■ Provided records
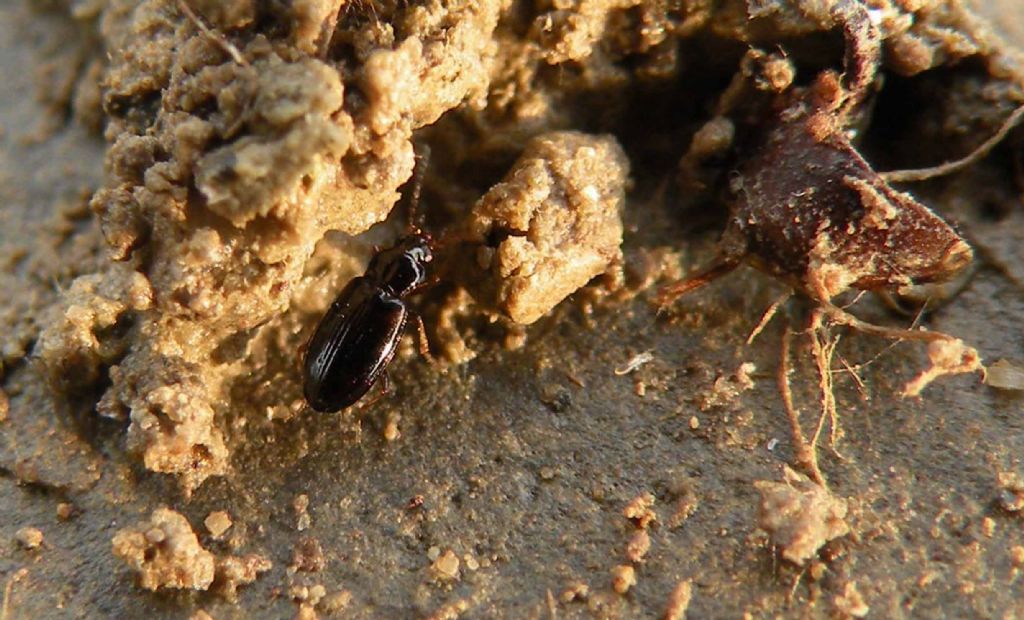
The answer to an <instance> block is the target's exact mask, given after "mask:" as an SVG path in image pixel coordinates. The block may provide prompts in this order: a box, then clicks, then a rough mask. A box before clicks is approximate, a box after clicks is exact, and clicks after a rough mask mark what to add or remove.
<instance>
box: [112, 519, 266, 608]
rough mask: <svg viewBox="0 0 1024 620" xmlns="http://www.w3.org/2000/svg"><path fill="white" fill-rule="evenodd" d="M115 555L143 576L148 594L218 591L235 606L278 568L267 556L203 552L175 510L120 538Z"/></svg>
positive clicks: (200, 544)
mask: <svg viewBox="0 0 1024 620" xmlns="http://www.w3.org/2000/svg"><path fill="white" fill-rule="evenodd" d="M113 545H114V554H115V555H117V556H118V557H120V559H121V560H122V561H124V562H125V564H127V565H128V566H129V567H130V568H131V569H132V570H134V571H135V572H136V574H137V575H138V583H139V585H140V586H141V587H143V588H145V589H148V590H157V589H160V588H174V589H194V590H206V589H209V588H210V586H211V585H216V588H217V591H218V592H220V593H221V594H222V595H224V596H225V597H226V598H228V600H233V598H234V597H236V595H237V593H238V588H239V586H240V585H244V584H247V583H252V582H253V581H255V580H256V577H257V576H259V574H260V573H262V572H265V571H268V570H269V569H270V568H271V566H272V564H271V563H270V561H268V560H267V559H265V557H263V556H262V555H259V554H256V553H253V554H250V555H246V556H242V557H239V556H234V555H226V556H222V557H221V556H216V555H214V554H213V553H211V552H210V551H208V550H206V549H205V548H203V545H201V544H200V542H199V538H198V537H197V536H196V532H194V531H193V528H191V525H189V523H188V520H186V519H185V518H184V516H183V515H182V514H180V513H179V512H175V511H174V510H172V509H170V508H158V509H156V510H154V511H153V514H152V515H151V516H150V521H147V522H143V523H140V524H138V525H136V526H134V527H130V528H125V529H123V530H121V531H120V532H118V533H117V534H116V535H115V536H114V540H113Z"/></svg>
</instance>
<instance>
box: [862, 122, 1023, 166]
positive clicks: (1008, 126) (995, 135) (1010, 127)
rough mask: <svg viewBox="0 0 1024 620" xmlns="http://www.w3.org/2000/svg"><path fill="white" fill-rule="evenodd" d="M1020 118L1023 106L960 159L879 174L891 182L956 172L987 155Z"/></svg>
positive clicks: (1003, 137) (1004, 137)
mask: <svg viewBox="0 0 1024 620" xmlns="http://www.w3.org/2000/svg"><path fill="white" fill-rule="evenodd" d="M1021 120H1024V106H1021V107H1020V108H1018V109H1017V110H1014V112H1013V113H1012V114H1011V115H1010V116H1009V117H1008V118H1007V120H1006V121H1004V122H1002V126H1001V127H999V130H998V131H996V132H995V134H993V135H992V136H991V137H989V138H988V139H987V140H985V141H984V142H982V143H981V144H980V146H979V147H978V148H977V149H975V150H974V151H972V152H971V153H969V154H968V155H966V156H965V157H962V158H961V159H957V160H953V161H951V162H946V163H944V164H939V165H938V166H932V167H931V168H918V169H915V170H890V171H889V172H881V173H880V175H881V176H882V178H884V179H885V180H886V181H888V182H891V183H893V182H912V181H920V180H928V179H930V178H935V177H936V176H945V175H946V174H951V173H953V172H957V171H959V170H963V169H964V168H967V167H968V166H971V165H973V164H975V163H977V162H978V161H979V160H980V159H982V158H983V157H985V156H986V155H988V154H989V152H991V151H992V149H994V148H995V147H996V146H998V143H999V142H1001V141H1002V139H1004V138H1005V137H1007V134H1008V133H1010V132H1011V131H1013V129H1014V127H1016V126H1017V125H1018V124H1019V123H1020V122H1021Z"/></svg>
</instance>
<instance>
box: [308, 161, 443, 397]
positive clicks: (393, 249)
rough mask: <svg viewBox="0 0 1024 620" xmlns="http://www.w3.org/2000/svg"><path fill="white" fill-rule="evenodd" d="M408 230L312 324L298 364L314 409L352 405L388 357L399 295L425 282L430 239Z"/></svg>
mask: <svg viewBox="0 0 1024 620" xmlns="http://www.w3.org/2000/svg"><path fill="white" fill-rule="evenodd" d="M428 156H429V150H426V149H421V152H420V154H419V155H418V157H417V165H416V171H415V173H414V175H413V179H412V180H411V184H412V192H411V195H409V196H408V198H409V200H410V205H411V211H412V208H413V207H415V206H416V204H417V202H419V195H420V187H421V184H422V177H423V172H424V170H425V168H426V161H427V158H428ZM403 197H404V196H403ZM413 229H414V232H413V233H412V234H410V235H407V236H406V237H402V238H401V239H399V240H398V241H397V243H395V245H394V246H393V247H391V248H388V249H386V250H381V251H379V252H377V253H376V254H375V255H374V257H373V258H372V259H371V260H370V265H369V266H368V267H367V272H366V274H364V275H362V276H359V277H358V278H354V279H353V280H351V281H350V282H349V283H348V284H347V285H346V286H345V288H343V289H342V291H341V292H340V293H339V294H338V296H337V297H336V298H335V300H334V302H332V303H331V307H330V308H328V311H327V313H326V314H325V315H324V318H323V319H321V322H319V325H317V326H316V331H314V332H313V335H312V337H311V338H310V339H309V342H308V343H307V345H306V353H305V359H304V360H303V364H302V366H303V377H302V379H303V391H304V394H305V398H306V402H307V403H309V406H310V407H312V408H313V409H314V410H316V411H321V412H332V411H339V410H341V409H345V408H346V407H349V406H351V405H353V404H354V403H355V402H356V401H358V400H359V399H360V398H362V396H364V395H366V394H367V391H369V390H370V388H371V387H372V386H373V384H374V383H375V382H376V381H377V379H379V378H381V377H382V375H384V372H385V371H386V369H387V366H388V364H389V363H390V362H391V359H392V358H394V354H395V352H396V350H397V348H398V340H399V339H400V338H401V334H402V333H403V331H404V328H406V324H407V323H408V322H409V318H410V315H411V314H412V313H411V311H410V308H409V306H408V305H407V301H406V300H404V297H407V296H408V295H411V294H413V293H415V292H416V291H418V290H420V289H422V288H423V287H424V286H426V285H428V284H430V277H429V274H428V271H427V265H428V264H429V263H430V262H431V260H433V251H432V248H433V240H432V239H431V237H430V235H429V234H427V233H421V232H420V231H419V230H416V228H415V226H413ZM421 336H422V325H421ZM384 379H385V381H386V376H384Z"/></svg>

■ Exercise
Exactly as given, set down each line of the material, but include no pictures.

■ Output
The answer to an <instance> block is the target's exact mask, given after "mask:" as an SVG path in image pixel coordinates. The block may provide prompts in this order: a box, then clicks, then a rough mask. A box before clicks is approximate, a box after clicks is exact, and clicks after a rough mask mark what to add or remove.
<instance>
box: [112, 519, 266, 608]
rough mask: <svg viewBox="0 0 1024 620" xmlns="http://www.w3.org/2000/svg"><path fill="white" fill-rule="evenodd" d="M115 555L143 576L148 594L218 591L235 606L278 568L267 556L203 552L175 510L120 538Z"/></svg>
positive clicks: (200, 544)
mask: <svg viewBox="0 0 1024 620" xmlns="http://www.w3.org/2000/svg"><path fill="white" fill-rule="evenodd" d="M113 545H114V554H115V555H117V556H118V557H120V559H121V560H122V561H124V562H125V564H127V565H128V566H129V567H130V568H131V569H132V570H134V571H135V572H136V574H137V575H138V583H139V585H140V586H141V587H143V588H145V589H148V590H157V589H160V588H174V589H194V590H206V589H209V588H210V586H211V585H216V588H217V591H218V592H220V593H221V594H222V595H224V596H225V597H226V598H228V600H233V598H234V597H236V595H237V593H238V588H239V586H240V585H244V584H247V583H252V582H253V581H255V580H256V577H257V576H259V574H260V573H262V572H265V571H268V570H269V569H270V568H271V566H272V564H271V563H270V561H268V560H267V559H265V557H263V556H262V555H259V554H256V553H253V554H250V555H246V556H242V557H239V556H234V555H226V556H222V557H221V556H216V555H214V554H213V553H211V552H210V551H208V550H206V549H205V548H203V545H201V544H200V542H199V538H198V537H197V536H196V532H194V531H193V528H191V525H189V523H188V520H186V519H185V518H184V516H183V515H182V514H180V513H179V512H175V511H174V510H172V509H170V508H158V509H156V510H154V511H153V514H152V515H151V516H150V521H147V522H143V523H140V524H138V525H136V526H134V527H130V528H125V529H123V530H121V531H120V532H118V533H117V534H116V535H115V536H114V540H113Z"/></svg>
</instance>
<instance>
box: [862, 122, 1023, 166]
positive clicks: (1008, 126) (995, 135) (1010, 127)
rough mask: <svg viewBox="0 0 1024 620" xmlns="http://www.w3.org/2000/svg"><path fill="white" fill-rule="evenodd" d="M1020 118L1023 106L960 159L879 174L891 182L956 172L987 155Z"/></svg>
positive clicks: (1003, 137) (1004, 137)
mask: <svg viewBox="0 0 1024 620" xmlns="http://www.w3.org/2000/svg"><path fill="white" fill-rule="evenodd" d="M1021 120H1024V106H1021V107H1020V108H1018V109H1017V110H1014V112H1013V113H1012V114H1011V115H1010V116H1009V117H1008V118H1007V120H1006V121H1004V122H1002V126H1001V127H999V130H998V131H996V132H995V134H993V135H992V136H991V137H989V138H988V139H987V140H985V141H984V142H982V143H981V144H980V146H979V147H978V148H977V149H975V150H974V151H972V152H971V153H969V154H968V155H966V156H965V157H962V158H961V159H957V160H953V161H951V162H946V163H944V164H939V165H938V166H932V167H931V168H918V169H915V170H890V171H889V172H881V173H880V175H881V176H882V178H884V179H885V180H886V181H888V182H891V183H893V182H912V181H920V180H928V179H930V178H935V177H936V176H945V175H946V174H951V173H953V172H957V171H959V170H963V169H964V168H967V167H968V166H971V165H973V164H975V163H977V162H978V161H979V160H980V159H982V158H983V157H985V156H986V155H988V154H989V152H991V151H992V149H994V148H995V147H996V146H998V143H999V142H1001V141H1002V139H1004V138H1005V137H1007V134H1008V133H1010V132H1011V131H1013V129H1014V127H1016V126H1017V125H1018V124H1019V123H1020V122H1021Z"/></svg>
</instance>
<instance>
box: [308, 161, 443, 397]
positive clicks: (393, 249)
rough mask: <svg viewBox="0 0 1024 620" xmlns="http://www.w3.org/2000/svg"><path fill="white" fill-rule="evenodd" d="M408 230L312 324L298 364L314 409L352 405L388 357L399 295L425 282L430 239Z"/></svg>
mask: <svg viewBox="0 0 1024 620" xmlns="http://www.w3.org/2000/svg"><path fill="white" fill-rule="evenodd" d="M428 156H429V150H426V149H421V152H420V154H419V155H418V157H417V165H416V171H415V173H414V175H413V179H412V180H411V184H412V192H411V195H409V196H408V198H409V200H410V205H411V211H412V208H413V207H415V206H416V204H417V202H419V195H420V187H421V184H422V177H423V172H424V170H425V168H426V161H427V158H428ZM403 197H404V196H403ZM413 229H414V232H413V233H412V234H410V235H407V236H406V237H402V238H401V239H399V240H398V241H397V243H395V245H394V246H393V247H391V248H388V249H386V250H381V251H379V252H377V253H376V254H375V255H374V257H373V258H372V259H371V260H370V265H369V266H368V267H367V272H366V274H364V275H362V276H359V277H358V278H354V279H353V280H351V281H350V282H349V283H348V284H347V285H346V286H345V288H343V289H342V291H341V292H340V293H339V294H338V296H337V297H336V298H335V300H334V302H332V303H331V307H330V308H328V311H327V313H326V314H325V315H324V318H323V319H321V322H319V325H317V326H316V331H314V332H313V335H312V337H311V338H310V339H309V342H308V343H307V345H306V353H305V359H304V360H303V364H302V366H303V377H302V379H303V391H304V394H305V398H306V402H307V403H309V406H310V407H312V408H313V409H314V410H316V411H321V412H332V411H339V410H341V409H345V408H346V407H349V406H351V405H353V404H354V403H355V402H356V401H358V400H359V399H360V398H362V396H364V395H366V394H367V391H369V390H370V388H371V387H372V386H373V384H374V383H375V382H376V381H377V379H379V378H381V377H382V375H384V372H385V371H386V369H387V366H388V364H389V363H390V362H391V359H392V358H394V354H395V352H396V350H397V348H398V340H399V339H400V338H401V334H402V333H403V331H404V328H406V324H407V323H408V322H409V318H410V315H411V314H412V313H411V311H410V308H409V306H408V305H407V301H406V300H404V297H407V296H408V295H411V294H413V293H415V292H416V291H418V290H420V289H422V288H423V287H424V286H426V285H428V284H430V277H429V274H428V271H427V265H428V264H429V263H430V262H431V260H433V251H432V248H433V240H432V239H431V237H430V235H429V234H427V233H421V232H420V231H419V230H416V228H415V226H413ZM421 336H422V325H421ZM384 379H385V381H386V376H384Z"/></svg>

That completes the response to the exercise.